Friday, August 11, 2006

A High School On the Strand

Once upon a time, this would be the week that the four of us -- my parents, sister and their handful of a son and brother -- would pack up the car and head 12 hours south for the annual vacation in Myrtle Beach. We did this for 11 years and, aside from the time that the luggage once fell off the roof in the middle of I-95, it's a miracle that we emerged in one piece.

Over those years, the explosive growth of the area around there was noticable. And all you had to do was pop into the 11am Mass at St Andrew's in the halcyon days when Joe Roth was there to know that, indeed, the Catholics had arrived as well. (Roth was named vicar-general of the diocese of Charleston in 2000, and I might've had something to do with that... but that's a story for another time.)

As the academic year prepares to kick off in the South, the Strand area is just now getting a Catholic high school of its own.

This month, Sacred Heart High School in Garden City Beach is ready to open its doors to its inaugural class of ninth-graders. It will be the only Catholic high school on the Grand Strand, based on the S.C. education department's private school listings.

"There is a desperate need for this in the community," said Altomari, the school's founder and administrator. "Really everything is being taught through the eyes of the [Catholic] faith, and that's just not something we have in this area."

In addition to a weekly Mass on campus, religion will be incorporated into core subjects such as biology, literature and history, said assistant administrator Donna Sutton. She said the history textbook students will use, for example, emphasizes the role of religion in the development of the Americas.

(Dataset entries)
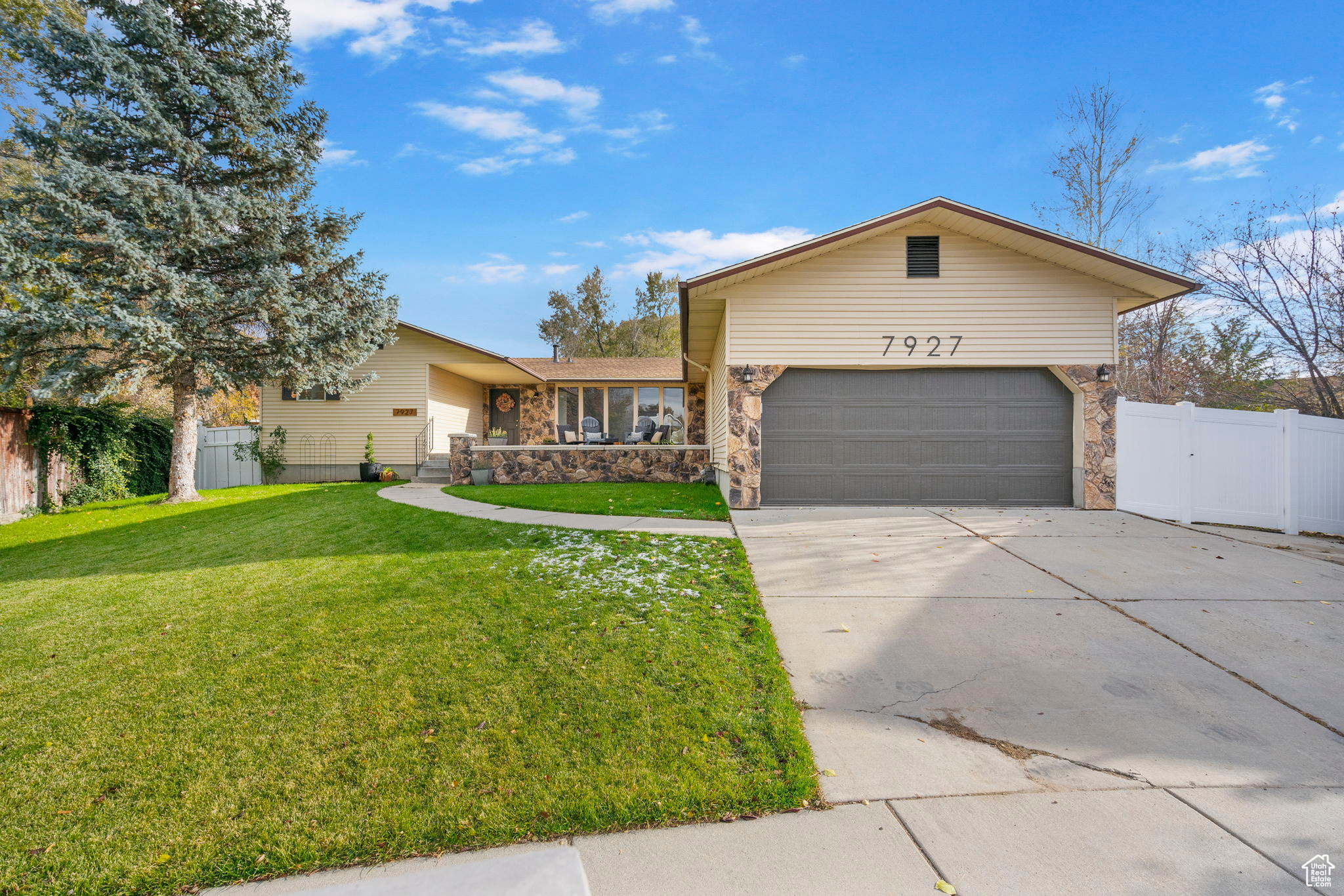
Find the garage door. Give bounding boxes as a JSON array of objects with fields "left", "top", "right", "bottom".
[{"left": 761, "top": 368, "right": 1074, "bottom": 506}]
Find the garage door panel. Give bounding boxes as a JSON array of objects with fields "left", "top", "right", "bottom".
[
  {"left": 918, "top": 404, "right": 990, "bottom": 432},
  {"left": 998, "top": 404, "right": 1072, "bottom": 434},
  {"left": 761, "top": 438, "right": 847, "bottom": 468},
  {"left": 836, "top": 401, "right": 912, "bottom": 432},
  {"left": 996, "top": 439, "right": 1074, "bottom": 469},
  {"left": 917, "top": 439, "right": 990, "bottom": 466},
  {"left": 761, "top": 368, "right": 1072, "bottom": 506},
  {"left": 770, "top": 400, "right": 836, "bottom": 434},
  {"left": 836, "top": 438, "right": 912, "bottom": 468}
]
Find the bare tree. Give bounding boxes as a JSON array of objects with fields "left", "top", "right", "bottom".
[
  {"left": 1036, "top": 82, "right": 1154, "bottom": 251},
  {"left": 1181, "top": 197, "right": 1344, "bottom": 418}
]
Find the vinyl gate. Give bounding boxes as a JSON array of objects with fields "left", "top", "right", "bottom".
[
  {"left": 196, "top": 426, "right": 261, "bottom": 489},
  {"left": 1116, "top": 399, "right": 1344, "bottom": 535}
]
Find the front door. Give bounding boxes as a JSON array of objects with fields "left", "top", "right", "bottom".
[{"left": 491, "top": 390, "right": 519, "bottom": 445}]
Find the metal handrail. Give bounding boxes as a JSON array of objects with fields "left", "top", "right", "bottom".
[{"left": 415, "top": 417, "right": 434, "bottom": 476}]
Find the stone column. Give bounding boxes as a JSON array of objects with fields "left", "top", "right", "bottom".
[
  {"left": 1059, "top": 364, "right": 1118, "bottom": 510},
  {"left": 727, "top": 364, "right": 785, "bottom": 510},
  {"left": 685, "top": 383, "right": 704, "bottom": 445},
  {"left": 448, "top": 432, "right": 478, "bottom": 485},
  {"left": 517, "top": 383, "right": 555, "bottom": 445}
]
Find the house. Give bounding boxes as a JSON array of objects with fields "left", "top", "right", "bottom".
[{"left": 262, "top": 197, "right": 1198, "bottom": 509}]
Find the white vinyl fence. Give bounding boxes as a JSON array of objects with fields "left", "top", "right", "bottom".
[
  {"left": 1116, "top": 399, "right": 1344, "bottom": 535},
  {"left": 196, "top": 426, "right": 261, "bottom": 489}
]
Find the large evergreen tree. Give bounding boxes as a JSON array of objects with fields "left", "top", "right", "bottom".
[{"left": 0, "top": 0, "right": 396, "bottom": 501}]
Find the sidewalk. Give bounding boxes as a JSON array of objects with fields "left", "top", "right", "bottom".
[{"left": 377, "top": 482, "right": 735, "bottom": 539}]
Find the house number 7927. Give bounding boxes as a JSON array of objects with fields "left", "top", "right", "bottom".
[{"left": 881, "top": 336, "right": 961, "bottom": 357}]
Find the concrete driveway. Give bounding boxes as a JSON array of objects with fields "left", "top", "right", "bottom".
[{"left": 732, "top": 508, "right": 1344, "bottom": 896}]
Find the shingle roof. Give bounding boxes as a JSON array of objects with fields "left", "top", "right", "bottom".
[{"left": 509, "top": 357, "right": 681, "bottom": 382}]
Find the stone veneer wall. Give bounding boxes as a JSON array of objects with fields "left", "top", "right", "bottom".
[
  {"left": 481, "top": 383, "right": 555, "bottom": 445},
  {"left": 1059, "top": 364, "right": 1120, "bottom": 510},
  {"left": 685, "top": 383, "right": 704, "bottom": 445},
  {"left": 472, "top": 447, "right": 709, "bottom": 485},
  {"left": 727, "top": 364, "right": 786, "bottom": 510}
]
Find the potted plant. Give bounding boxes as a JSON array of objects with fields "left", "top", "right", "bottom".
[{"left": 359, "top": 432, "right": 383, "bottom": 482}]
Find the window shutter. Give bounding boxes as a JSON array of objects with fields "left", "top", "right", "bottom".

*Problem set*
1. List every person the post about the new Catholic high school on the Grand Strand identifies by name.
2. Resume the post about the new Catholic high school on the Grand Strand, starting right after its final sentence.

*Expected results*
1.
Joe Roth
Altomari
Donna Sutton

2.
Speaking of high schools, the home team is querying parents in the exurbs on whether they could use another two. (Kudos on another feather for the cap of our most media-friendly local hierarch, Auxiliary Bishop Joseph McFadden, himself a high school teacher and basketball coach before he entered the seminary.)

On a wider note, in case you're not doing so already, keep a close eye on the church in the South. Between the influx of Yankee transplants and Latin immigrants, its growth over the last 25 years has been astonishing and shows no signs of abating. Everywhere you look, schools are popping up, parishes are unable to keep up with the burgeoning demands, and Easter Vigils are routinely bringing in 20-30 a year or more converts.

There's life in them thar hills, and things are at the point where the dynamism at the local level impels the dioceses to respond with the instituions and venues which allow for cohesion and gathering from across the local church, and that's where it gets interesting.

So before everyone's on the story when a Northern red hat goes South, just keep in mind that what's doing down there is of great note.